* Source document:

# # # #

Diet, Physical Activity and Risk of Alzheimer's Studied Two studies explore role of eating pattern, physical activity in Alzheimer's, cognitive decline 13 aug 2009-- Following a Mediterranean diet and getting more physical activity may be associated with reduced risk of Alzheimer's disease and slower cognitive decline, according to the results of two studies in the Aug. 12 Journal of the American Medical Association.
In the first study, Nikolaos Scarmeas, M.D., of the Columbia University Medical Center in New York City, and colleagues analyzed data from older people free of dementia who were followed for a mean 5.4 years. Researchers assessed their physical activity and adherence to a Mediterranean-type diet. The Mediterranean-type diet (hazard ratio for high score versus low score, 0.60) and physical activity (hazard ratio for high activity versus no activity, 0.67) were associated with lower risk of Alzheimer's disease.

# # # #

Decide whether each statement agrees with the report on diet, physical activity and Alzheimer's, answering yes or no and quoting the words of the report that decide it. 1. People in the first study were followed for a mean of 5.4 years. 2. Both studies were published in the Journal of the American Medical Association. 3. The hazard ratio for high physical activity versus no activity was 0.60.

# # # #

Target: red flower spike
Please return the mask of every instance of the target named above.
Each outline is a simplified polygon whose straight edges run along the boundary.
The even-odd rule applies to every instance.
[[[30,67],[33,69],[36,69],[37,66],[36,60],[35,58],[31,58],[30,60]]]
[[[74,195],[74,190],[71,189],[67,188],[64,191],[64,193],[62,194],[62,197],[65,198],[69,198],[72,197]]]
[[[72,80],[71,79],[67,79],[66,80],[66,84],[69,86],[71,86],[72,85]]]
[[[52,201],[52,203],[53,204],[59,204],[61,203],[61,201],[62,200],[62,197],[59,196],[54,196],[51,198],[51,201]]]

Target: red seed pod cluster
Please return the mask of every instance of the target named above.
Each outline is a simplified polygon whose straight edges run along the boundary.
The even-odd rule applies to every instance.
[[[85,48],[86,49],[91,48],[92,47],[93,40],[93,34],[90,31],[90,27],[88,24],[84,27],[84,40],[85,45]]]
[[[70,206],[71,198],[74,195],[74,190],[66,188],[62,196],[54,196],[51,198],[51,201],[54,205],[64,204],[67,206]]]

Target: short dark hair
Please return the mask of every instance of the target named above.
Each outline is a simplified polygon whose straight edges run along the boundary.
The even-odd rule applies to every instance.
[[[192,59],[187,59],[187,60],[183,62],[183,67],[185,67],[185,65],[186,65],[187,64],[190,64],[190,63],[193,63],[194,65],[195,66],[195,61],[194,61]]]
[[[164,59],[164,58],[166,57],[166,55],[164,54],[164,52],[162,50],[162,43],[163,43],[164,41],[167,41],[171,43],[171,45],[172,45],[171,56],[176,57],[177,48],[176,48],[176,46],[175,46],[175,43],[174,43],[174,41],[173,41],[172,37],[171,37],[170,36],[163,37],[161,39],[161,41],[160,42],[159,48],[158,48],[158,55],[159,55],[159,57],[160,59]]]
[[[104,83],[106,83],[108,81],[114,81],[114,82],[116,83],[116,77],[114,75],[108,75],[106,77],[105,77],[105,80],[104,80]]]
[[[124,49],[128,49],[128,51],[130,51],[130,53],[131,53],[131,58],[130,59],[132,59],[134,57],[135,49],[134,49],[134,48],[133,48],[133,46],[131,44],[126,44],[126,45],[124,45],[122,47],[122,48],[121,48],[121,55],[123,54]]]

# # # #

* Task solution:
1. Yes: "followed for a mean 5.4 years"
2. Yes: "two studies in the Aug. 12 Journal of the American Medical Association"
3. No: "hazard ratio for high activity versus no activity, 0.67"